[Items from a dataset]
--*--
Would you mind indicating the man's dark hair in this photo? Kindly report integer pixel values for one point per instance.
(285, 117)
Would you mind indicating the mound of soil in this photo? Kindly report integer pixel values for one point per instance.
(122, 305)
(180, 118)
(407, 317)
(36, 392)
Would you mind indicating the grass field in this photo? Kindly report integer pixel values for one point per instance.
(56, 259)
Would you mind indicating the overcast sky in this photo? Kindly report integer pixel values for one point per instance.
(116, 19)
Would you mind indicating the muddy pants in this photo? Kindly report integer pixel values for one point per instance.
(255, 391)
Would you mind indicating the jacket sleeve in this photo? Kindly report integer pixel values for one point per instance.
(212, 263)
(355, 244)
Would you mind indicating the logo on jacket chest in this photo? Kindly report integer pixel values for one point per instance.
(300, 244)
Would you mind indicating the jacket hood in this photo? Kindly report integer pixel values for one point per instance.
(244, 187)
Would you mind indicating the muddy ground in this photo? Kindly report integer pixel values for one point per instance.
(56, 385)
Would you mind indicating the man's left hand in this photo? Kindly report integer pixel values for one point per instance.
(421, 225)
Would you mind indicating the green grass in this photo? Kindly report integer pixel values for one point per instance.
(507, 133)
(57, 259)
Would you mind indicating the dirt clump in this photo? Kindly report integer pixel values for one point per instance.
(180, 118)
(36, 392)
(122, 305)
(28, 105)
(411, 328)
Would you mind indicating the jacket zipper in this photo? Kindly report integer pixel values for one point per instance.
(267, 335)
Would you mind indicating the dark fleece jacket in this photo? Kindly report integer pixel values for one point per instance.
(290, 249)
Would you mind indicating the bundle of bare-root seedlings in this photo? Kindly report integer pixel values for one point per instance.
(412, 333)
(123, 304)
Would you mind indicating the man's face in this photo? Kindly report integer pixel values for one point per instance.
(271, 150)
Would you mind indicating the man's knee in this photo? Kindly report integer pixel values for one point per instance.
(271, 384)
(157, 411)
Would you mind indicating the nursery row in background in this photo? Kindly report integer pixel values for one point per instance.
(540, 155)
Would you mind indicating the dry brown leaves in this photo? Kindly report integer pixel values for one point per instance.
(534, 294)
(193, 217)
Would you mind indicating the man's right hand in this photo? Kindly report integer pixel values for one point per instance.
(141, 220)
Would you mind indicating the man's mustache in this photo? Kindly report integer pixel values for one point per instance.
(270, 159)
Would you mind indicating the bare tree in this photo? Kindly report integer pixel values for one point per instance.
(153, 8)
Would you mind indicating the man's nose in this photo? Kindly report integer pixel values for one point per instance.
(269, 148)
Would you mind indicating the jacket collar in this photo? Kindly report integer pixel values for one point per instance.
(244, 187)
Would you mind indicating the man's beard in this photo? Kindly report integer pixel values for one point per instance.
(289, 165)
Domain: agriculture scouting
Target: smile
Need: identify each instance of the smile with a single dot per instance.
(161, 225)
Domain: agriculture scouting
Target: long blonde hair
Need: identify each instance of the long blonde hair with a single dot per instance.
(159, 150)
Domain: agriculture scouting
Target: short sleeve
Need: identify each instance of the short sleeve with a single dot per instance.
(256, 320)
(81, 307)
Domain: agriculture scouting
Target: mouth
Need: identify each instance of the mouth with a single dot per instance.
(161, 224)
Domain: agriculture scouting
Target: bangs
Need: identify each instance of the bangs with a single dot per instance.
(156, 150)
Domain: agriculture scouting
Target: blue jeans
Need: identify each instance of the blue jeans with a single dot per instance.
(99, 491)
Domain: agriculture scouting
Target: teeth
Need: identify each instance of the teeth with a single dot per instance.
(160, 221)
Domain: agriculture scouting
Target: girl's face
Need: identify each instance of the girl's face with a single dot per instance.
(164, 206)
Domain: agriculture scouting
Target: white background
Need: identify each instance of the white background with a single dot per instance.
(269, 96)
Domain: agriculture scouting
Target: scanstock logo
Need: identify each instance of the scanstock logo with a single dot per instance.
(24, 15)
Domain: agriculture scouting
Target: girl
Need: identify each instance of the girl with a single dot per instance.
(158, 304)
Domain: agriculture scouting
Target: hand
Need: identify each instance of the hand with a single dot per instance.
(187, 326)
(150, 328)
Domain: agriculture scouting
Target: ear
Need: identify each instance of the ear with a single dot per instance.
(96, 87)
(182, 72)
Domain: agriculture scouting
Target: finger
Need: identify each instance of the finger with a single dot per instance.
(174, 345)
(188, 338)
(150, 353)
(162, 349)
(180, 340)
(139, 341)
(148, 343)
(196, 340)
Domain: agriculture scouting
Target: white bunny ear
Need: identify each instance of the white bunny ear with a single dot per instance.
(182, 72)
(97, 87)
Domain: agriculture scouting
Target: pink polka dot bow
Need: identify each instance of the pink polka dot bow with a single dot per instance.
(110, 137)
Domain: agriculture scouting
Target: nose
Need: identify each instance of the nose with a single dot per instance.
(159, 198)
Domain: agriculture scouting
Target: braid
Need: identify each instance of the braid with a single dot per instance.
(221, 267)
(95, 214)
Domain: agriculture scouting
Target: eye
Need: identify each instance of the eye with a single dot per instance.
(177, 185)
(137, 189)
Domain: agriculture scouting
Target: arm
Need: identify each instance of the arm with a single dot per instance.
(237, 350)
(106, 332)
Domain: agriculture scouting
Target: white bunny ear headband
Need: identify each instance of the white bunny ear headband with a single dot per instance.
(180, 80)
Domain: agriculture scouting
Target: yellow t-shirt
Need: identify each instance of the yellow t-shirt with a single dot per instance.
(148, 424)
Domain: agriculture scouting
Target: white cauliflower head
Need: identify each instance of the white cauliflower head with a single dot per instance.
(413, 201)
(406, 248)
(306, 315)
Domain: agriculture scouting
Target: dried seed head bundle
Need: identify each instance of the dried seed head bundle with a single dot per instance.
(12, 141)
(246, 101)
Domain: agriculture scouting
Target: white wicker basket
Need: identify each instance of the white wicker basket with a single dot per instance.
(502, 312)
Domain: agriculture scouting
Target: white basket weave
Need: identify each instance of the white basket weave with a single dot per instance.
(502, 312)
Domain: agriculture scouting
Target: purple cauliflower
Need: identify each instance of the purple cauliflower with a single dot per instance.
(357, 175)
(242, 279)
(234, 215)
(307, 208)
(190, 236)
--*--
Pick out every line in the items above that contains the word "bunny", paying attention to case.

Target: white bunny ear
Need: identify each instance of the white bunny ear with a single dot per instance.
Target: white bunny ear headband
Need: identify each instance of the white bunny ear headband with a single dot per instance.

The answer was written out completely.